Input records —

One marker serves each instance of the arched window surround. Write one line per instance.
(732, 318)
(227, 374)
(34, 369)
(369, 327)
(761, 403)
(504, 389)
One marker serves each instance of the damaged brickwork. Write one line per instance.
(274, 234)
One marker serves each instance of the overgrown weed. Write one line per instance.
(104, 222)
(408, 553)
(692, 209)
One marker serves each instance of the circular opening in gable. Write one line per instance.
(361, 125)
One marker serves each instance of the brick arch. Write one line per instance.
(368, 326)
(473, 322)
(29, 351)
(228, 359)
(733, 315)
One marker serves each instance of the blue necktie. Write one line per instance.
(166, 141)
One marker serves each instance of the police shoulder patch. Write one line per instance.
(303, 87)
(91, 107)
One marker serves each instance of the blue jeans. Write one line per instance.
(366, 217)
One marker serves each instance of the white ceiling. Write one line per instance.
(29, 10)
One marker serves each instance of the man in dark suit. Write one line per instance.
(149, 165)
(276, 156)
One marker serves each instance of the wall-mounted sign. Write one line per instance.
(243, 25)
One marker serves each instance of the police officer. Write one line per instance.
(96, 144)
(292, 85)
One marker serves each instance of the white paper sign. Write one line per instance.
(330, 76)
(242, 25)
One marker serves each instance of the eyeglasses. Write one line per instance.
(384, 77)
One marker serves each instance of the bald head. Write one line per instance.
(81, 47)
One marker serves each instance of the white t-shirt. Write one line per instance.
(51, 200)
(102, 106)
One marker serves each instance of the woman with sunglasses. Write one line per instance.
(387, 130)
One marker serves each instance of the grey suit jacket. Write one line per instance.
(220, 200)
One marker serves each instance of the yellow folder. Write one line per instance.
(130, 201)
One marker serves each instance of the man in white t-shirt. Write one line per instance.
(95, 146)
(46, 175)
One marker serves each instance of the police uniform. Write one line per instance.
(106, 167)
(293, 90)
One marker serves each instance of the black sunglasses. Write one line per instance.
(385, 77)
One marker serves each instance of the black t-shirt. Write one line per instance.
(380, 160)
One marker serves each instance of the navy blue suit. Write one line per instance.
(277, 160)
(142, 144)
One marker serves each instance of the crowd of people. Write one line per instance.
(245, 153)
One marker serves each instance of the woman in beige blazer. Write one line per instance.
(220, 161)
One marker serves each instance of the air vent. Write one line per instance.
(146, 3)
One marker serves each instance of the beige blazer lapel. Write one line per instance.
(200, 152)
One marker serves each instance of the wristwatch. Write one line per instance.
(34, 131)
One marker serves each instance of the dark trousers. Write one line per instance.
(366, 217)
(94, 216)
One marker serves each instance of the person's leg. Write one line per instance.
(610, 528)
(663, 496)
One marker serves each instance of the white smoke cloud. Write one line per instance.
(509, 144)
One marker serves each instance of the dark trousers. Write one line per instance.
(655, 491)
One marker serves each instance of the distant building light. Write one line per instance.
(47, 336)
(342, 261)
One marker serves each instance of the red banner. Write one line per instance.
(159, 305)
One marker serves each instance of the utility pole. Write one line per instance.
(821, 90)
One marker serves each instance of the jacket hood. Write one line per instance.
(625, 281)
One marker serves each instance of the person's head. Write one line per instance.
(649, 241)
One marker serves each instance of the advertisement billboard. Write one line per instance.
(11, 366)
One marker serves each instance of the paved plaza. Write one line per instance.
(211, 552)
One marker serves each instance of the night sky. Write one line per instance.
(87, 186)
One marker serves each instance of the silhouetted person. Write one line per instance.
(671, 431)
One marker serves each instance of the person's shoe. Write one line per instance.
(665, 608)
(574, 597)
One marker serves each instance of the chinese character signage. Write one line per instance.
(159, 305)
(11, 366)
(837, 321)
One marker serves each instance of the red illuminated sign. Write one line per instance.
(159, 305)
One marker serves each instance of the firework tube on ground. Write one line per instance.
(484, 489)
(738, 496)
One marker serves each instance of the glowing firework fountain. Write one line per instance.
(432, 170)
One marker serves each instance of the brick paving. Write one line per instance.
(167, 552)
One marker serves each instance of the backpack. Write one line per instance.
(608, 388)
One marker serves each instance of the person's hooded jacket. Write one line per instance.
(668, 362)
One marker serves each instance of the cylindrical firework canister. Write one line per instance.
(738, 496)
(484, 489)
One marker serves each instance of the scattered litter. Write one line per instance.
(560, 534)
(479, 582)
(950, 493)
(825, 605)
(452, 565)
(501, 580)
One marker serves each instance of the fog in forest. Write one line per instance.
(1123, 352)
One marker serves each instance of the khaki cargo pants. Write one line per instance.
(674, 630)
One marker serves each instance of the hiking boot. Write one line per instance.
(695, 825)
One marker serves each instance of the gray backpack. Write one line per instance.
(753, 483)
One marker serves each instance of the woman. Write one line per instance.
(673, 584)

What to produce — Go back to the data above and please quote exactly, and only, the lines from the line with "One marker serves each instance of the person's head." through its last line.

The answer —
One marker serves each instance of the person's head. Write one line per instance.
(649, 241)
One marker serves each instance of the advertisement billboard. Write one line per instance.
(11, 366)
One marker serves each instance of the paved plaza. Write one line per instance.
(211, 552)
One marker serves each instance of the night sky. Write one line per instance.
(87, 186)
One marker serves each instance of the silhouetted person. Write one line per instance.
(671, 431)
One marker serves each instance of the person's shoe. Write one line per instance.
(665, 608)
(574, 597)
One marker serves each instance of the chinese character signage. Write one line per instance.
(159, 305)
(11, 366)
(837, 321)
One marker serves each instance of the red illuminated sign. Write one line per instance.
(159, 305)
One marker serves each instance of the firework tube on ground. Write one line per instance.
(484, 489)
(738, 496)
One marker serves each instance of the glowing firework fountain. Write one line per instance.
(432, 170)
One marker serves each instance of the brick paving. Write one line per instance.
(167, 552)
One marker serves each instance of the backpack. Write one line per instance.
(608, 388)
One marker serves each instance of the person's hooded jacket. Write one line per instance.
(668, 362)
One marker serves each instance of the cylindrical firework canister. Write one line per instance.
(738, 496)
(484, 489)
One marker serves each instance of the scattered litter. Write one line per instance.
(560, 534)
(479, 582)
(950, 493)
(825, 605)
(452, 565)
(501, 580)
One marker serves each instance of the fog in forest. Write one line per instance.
(1123, 352)
One marker serves each instance of the khaki cargo pants. Write one line per instance.
(674, 630)
One marker serves each instance of the hiking boot. Write one line per instance.
(695, 825)
One marker serves each instance of the gray backpack. Write one line per instance.
(753, 483)
One marker serves each instance of the woman. Write one line per instance.
(673, 584)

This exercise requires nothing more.